TV dramas have conditioned all of us to view EMS flights as missions of mercy, and many times they are: Often in difficult terrain, and often at night, pilots evacuate trauma victims, transport patients who need special care, and ferry life-giving organs to transplant teams.

But as air ambulance services expanded, transports also became big business. Last July, the industry publication Modern Healthcare cited a June presentation by one of the nation's biggest air ambulance operators as stating that the company's net revenue per transport in the first quarter of 2012 was more than $10,000. That was after Medicare/Medicaid discounts and bad-debt expenses.

High equipment and operating costs arguably justify high fees. What are the offsetting benefits? Modern Healthcare cited a large study of adult trauma patients with a minimum level of injury severity: Patients transported by helicopter to Level I trauma centers had a 16 percent greater chance of survival than those transported by ground; the survival advantage was 15 percent for those choppered to Level II trauma centers.

One of the study authors, a Johns Hopkins researcher, cited a factor other than the speed of flight: Air medical crews generally have better-qualified personnel — often at least one registered nurse with critical care expertise, and sometimes a doctor — than do ground ambulances staffed by emergency medical technicians and paramedics.

As the Jim Hall op-ed quoted atop this editorial suggests, the NTSB for years has pushed the Federal Aviation Administration to demand safety improvements, including standardization of what today are inconsistencies in pilot training, communications and navigation gear.

On Oct. 7, 2010, U.S. Transportation Secretary Ray LaHood, a former Illinois congressman, unveiled what he called "a significant proposal" — extensive new rules that, the FAA noted, would require helicopter operators "to use enhanced procedures for flying in challenging weather, at night, and when landing in remote locations." The agency's public comment period closed in January 2011. But 27 months after LaHood's news release, the FAA tells us the final rules still are under "executive review."

## Provided data
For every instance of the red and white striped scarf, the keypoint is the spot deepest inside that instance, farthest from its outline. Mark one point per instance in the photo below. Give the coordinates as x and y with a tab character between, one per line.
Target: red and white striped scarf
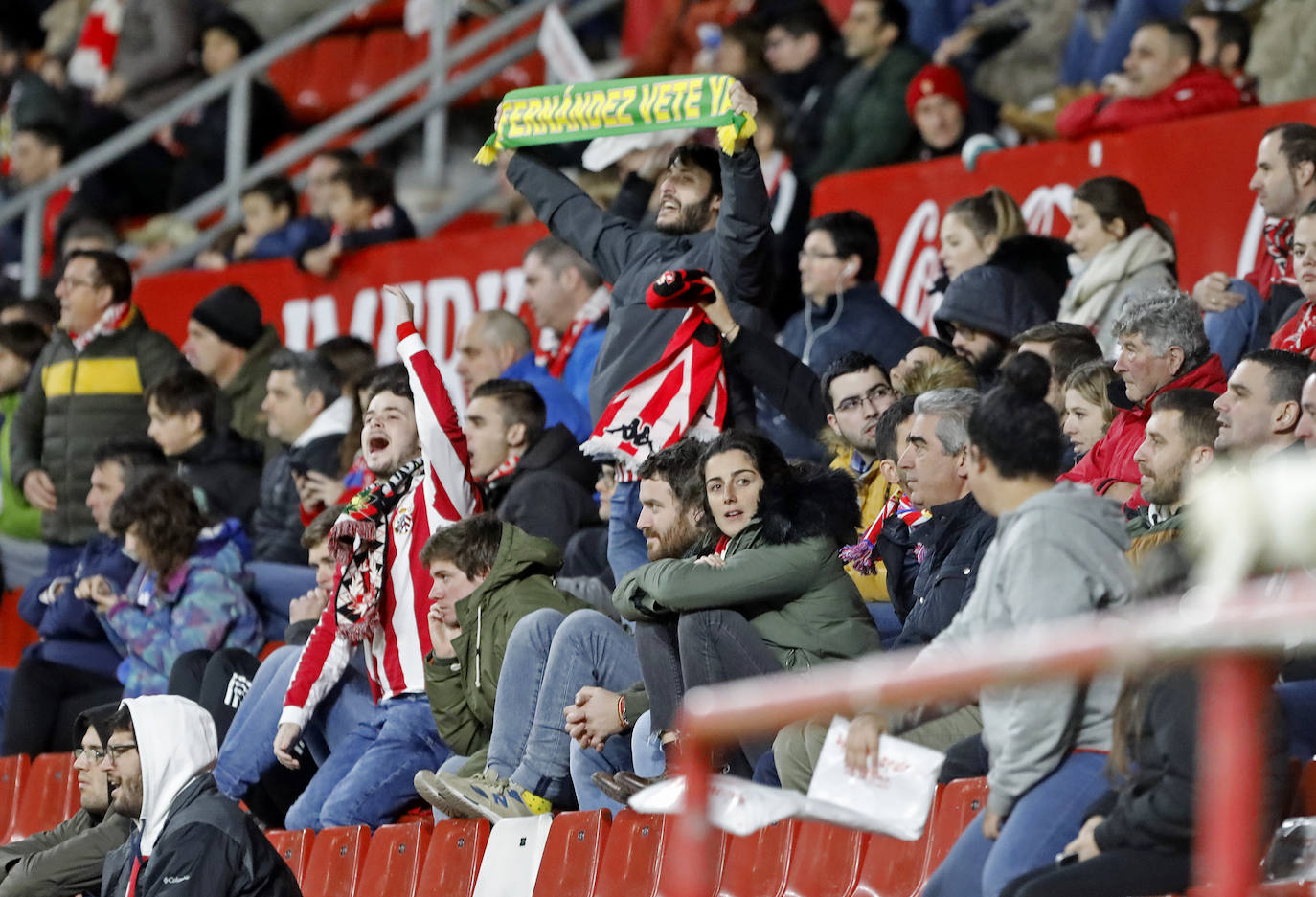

## Work request 1
In the air ambulance editorial, what net revenue per transport did one of the biggest operators report for the first quarter of 2012?
## Work request 2
Do these statements agree with the air ambulance editorial? Answer yes or no for each, quoting the deciding words. (a) Helicopter transport to Level II trauma centers gave patients a 16 percent survival advantage. (b) The FAA's public comment period on the proposed rules closed in January 2011. (c) Air medical crews sometimes include a doctor.
## Work request 3
Carry the air ambulance editorial on from its final sentence.

## Response 1
More than $10,000.

## Response 2
(a) No: "the survival advantage was 15 percent for those choppered to Level II trauma centers."
(b) Yes: "The agency's public comment period closed in January 2011."
(c) Yes: "often at least one registered nurse with critical care expertise, and sometimes a doctor"

## Response 3
We don't know whether the proposed rules might have prevented the Dec. 10 crash. Nor do we know enough to question the decision to launch that flight. Hall argues that "similar accidents could be prevented by requiring all EMS helicopters to have two active pilots at night. ... The underlying principle that should govern EMS helicopter operations is simple: when a patient is evacuated by helicopter, there should not be additional risk of injury or death because of shortcomings in the safety culture associated with these operations."

Aviation is steeped in acronyms: Previous FAA recommendations to make EMS flights safer include AMRM (for Air Medical Resource Management) guidelines, HEMS (Helicopter Emergency Medical Services) rules, and promotion of TAWS (terrain awareness warning systems).

Still, though, medical helicopters fall from the sky and kill innocents: Wednesday night, three crew members died in another EMS crash, and resulting fireball, west of Mason City, Iowa. If the sheer volume of federal regulations could prevent these tragedies, they already would occur less often than they do.

The likelier fix is basic, and humble, reform in how medical personnel decide to request flights, and whether aviators comply. If we could write one mandate, it would evoke the redundant, precautionary questions that surgical teams repeatedly answer, out loud, before performing operations: "What is this patient's name and date of birth? What is this procedure? Which side of the body? Does anyone here disagree or have anything to add? ..."

From the moment anyone at any hospital considers requesting an EMS flight, everyone involved should discuss, out loud, a new phrase built on a new acronym: "Will we, each of us, OWN this flight?" — short for Only When Necessary.